(Entries from a point annotation set)
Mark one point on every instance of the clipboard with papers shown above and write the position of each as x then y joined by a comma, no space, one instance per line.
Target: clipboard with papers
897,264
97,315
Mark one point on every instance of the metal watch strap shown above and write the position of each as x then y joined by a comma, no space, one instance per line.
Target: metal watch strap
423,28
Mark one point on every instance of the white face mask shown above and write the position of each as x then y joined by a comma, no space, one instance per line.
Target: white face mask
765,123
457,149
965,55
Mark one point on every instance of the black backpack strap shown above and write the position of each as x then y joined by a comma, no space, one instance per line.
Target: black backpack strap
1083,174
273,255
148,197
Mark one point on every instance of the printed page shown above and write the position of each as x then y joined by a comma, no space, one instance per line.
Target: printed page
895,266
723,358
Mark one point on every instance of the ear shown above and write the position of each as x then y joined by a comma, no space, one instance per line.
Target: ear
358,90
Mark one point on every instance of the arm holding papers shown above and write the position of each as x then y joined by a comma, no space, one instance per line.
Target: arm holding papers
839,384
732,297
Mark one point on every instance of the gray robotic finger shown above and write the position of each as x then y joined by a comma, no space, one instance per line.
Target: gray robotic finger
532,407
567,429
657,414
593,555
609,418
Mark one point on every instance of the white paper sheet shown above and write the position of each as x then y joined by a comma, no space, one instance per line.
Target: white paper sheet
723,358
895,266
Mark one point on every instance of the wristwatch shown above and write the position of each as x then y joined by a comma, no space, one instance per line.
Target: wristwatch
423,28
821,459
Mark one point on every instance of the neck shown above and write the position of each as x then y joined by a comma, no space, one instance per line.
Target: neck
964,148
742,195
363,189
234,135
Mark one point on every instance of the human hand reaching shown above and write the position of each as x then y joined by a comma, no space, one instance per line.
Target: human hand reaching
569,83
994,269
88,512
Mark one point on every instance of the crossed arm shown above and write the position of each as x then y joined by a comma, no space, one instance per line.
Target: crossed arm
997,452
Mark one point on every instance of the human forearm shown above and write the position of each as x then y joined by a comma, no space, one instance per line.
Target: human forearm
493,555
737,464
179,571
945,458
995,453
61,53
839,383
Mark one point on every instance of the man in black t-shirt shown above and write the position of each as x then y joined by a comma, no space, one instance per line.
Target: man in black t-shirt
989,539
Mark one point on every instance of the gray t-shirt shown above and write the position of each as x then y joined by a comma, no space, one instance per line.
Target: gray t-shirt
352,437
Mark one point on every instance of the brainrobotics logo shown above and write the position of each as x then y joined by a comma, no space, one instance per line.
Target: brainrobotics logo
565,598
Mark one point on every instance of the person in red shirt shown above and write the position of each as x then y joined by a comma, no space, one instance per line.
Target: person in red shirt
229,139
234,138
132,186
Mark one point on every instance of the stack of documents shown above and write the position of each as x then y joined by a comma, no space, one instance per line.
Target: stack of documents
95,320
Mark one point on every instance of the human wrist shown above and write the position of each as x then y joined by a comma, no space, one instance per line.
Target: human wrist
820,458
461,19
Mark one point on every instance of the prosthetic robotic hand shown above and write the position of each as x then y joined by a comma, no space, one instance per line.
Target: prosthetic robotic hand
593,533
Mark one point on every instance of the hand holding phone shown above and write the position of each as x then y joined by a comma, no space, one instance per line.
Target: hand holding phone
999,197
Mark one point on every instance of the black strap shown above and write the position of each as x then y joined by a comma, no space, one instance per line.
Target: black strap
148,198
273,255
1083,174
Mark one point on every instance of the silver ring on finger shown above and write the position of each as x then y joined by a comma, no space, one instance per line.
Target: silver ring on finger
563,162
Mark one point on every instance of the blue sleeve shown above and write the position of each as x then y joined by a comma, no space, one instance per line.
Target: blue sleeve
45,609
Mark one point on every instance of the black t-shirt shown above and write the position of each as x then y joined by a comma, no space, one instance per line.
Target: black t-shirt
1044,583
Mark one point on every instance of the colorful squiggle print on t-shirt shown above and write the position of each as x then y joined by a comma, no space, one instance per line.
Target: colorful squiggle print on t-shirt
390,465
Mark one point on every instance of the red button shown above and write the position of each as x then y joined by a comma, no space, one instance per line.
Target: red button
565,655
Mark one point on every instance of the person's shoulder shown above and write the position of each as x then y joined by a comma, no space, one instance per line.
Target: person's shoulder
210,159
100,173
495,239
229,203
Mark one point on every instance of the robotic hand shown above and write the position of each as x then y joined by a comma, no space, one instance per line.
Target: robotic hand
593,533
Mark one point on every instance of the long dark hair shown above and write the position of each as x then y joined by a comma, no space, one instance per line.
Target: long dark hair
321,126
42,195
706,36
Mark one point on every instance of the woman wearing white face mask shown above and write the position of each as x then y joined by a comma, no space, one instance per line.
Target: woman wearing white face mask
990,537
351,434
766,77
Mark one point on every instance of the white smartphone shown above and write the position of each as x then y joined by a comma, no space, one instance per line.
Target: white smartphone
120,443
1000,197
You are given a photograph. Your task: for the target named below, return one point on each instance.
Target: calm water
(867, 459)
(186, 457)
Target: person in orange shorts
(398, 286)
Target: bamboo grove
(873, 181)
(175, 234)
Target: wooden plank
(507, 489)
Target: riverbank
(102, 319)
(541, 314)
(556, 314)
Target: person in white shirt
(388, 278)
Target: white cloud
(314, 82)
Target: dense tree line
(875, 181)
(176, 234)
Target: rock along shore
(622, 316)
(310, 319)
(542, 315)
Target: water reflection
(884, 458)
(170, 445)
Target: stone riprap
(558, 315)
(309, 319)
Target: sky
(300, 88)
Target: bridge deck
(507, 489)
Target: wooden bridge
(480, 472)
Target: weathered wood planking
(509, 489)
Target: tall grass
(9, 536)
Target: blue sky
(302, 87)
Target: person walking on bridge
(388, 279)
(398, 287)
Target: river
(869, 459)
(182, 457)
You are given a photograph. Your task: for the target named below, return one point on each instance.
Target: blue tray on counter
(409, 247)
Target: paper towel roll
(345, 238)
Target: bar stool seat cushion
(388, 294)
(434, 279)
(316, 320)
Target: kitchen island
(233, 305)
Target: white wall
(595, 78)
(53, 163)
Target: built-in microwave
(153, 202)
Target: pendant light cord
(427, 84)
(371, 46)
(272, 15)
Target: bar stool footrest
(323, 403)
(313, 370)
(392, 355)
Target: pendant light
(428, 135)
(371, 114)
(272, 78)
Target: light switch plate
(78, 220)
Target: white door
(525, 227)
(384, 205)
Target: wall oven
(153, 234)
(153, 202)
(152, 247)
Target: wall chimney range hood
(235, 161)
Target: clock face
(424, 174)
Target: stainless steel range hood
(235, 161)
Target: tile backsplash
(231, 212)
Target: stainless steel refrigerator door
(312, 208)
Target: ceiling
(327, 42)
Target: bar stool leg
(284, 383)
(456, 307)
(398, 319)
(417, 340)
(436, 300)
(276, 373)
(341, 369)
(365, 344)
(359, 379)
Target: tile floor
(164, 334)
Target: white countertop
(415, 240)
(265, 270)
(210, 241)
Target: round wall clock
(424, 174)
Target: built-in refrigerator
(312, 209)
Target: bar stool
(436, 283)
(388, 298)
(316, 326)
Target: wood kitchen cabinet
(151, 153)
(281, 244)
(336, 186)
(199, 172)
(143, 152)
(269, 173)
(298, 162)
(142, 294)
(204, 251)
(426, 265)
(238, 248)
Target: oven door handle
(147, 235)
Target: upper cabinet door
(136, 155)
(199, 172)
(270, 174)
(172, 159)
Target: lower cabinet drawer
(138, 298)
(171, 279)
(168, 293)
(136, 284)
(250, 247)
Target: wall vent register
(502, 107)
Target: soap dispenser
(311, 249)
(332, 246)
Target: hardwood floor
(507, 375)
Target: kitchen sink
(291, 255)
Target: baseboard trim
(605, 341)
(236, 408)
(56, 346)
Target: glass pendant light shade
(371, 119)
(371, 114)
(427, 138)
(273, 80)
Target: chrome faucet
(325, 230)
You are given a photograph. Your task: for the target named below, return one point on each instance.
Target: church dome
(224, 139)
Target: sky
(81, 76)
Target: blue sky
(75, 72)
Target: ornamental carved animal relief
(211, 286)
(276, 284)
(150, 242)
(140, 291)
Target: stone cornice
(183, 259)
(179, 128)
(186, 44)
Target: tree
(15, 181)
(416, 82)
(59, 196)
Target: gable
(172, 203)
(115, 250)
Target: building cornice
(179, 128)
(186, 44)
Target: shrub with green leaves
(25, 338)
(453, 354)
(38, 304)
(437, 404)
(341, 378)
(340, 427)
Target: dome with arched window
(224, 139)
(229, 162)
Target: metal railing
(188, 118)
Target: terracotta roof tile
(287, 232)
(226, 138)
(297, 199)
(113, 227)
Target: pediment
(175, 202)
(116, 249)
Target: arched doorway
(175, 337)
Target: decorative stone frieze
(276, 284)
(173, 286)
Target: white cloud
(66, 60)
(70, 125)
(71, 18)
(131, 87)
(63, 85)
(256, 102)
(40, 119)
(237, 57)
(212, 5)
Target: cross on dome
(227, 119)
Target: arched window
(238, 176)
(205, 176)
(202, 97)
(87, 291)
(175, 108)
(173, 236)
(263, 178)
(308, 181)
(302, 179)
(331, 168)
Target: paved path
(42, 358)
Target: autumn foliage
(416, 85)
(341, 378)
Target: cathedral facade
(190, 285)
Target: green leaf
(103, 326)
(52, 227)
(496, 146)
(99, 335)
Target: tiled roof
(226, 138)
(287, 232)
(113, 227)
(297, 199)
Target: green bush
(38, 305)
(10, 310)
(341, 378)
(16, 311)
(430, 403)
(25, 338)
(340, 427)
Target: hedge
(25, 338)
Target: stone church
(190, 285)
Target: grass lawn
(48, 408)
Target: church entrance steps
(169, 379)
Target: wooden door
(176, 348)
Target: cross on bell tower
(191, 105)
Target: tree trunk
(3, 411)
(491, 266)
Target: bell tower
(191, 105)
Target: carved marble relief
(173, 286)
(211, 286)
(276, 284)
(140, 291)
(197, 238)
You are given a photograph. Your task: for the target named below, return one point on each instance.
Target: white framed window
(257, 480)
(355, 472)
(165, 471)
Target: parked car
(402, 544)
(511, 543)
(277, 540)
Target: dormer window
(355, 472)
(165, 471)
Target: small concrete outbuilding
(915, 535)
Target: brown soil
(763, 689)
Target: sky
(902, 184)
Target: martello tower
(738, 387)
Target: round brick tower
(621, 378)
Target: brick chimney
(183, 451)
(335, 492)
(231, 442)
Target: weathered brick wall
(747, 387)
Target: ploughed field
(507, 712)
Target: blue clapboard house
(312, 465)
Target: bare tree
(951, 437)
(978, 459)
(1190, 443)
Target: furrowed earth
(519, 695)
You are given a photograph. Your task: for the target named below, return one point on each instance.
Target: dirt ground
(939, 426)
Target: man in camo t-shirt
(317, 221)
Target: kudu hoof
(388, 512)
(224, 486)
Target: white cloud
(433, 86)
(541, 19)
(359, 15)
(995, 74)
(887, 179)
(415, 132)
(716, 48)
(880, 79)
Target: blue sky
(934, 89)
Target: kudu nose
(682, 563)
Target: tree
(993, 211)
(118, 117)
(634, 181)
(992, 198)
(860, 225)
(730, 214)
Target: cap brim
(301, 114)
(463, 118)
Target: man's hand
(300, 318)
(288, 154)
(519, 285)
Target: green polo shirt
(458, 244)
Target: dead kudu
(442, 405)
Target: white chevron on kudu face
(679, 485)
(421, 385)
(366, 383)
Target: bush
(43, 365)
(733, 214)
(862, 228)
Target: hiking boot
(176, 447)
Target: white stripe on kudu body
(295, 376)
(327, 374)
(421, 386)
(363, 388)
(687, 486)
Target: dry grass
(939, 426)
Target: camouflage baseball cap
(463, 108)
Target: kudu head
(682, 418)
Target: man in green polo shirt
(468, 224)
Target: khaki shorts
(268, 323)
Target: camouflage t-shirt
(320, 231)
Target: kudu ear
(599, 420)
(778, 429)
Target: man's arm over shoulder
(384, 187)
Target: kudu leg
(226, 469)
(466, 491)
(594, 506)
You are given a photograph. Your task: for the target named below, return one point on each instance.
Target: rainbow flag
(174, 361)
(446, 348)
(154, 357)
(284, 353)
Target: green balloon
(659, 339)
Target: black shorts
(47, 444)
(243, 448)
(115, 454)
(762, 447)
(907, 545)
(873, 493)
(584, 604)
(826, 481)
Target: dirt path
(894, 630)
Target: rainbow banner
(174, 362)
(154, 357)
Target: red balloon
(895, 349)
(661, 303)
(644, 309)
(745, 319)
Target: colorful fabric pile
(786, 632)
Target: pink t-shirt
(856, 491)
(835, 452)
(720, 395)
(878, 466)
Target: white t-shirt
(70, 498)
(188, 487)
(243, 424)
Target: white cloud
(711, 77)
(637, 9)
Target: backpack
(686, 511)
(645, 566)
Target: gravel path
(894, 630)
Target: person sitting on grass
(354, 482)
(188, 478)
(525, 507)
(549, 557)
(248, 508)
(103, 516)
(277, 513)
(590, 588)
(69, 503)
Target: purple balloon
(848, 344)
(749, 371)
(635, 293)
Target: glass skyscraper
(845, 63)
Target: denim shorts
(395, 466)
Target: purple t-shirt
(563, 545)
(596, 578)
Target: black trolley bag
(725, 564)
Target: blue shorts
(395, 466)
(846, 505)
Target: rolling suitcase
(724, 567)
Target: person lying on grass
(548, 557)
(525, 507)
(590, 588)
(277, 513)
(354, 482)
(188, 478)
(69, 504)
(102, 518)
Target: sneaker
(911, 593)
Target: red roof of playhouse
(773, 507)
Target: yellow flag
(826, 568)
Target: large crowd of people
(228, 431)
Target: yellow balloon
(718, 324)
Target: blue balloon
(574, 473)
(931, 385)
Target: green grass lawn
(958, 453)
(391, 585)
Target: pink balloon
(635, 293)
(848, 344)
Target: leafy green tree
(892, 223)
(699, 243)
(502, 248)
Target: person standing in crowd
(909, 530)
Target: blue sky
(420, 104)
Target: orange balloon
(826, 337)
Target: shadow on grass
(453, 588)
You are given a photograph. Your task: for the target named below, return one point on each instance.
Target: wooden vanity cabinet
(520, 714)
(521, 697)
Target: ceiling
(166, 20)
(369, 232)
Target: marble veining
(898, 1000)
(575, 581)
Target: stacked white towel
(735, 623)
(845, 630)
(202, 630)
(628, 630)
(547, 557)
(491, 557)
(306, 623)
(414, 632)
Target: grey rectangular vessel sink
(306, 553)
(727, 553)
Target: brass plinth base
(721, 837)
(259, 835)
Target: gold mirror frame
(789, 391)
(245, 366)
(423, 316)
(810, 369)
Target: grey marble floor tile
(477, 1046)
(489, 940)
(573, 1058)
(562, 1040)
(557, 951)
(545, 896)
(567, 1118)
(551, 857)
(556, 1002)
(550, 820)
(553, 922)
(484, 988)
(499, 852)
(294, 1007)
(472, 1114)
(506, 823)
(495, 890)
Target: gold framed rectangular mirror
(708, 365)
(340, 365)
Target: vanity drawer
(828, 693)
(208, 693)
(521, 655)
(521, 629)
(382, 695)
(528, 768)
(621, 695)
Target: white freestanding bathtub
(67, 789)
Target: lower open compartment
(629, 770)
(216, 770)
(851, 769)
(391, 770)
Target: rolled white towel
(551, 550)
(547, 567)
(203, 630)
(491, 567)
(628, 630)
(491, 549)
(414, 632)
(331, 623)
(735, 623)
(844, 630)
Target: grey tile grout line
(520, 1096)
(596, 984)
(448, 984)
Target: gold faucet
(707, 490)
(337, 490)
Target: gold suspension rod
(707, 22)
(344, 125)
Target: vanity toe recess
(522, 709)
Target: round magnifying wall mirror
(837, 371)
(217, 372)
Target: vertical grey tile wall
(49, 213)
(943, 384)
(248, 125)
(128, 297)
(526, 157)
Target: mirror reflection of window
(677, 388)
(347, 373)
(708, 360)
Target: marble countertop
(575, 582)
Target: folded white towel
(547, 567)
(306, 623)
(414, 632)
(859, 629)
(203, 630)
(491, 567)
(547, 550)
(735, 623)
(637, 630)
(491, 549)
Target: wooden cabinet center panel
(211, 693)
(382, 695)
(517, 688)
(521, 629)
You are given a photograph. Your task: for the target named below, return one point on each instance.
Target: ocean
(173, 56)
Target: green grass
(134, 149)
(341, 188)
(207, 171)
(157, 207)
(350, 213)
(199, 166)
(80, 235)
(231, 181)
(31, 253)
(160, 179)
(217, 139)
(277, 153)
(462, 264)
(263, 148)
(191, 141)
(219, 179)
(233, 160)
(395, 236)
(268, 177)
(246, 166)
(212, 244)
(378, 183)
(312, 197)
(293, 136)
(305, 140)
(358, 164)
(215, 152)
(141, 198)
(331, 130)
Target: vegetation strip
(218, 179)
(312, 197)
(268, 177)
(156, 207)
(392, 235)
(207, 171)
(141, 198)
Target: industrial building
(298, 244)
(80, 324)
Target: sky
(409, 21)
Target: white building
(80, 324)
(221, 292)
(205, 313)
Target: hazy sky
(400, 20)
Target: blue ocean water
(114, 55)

**TO BE DONE**
Beginning with the line that contains "Target: vegetation strip", quote each line exactly through the last line of the entries above, and nothing beyond them.

**CORRECT OUTPUT**
Target: vegetation strip
(218, 179)
(312, 197)
(268, 177)
(156, 207)
(392, 235)
(207, 171)
(141, 198)
Target: industrial building
(298, 244)
(80, 324)
Target: sky
(409, 21)
Target: white building
(80, 324)
(221, 292)
(205, 313)
Target: hazy sky
(400, 20)
Target: blue ocean water
(114, 55)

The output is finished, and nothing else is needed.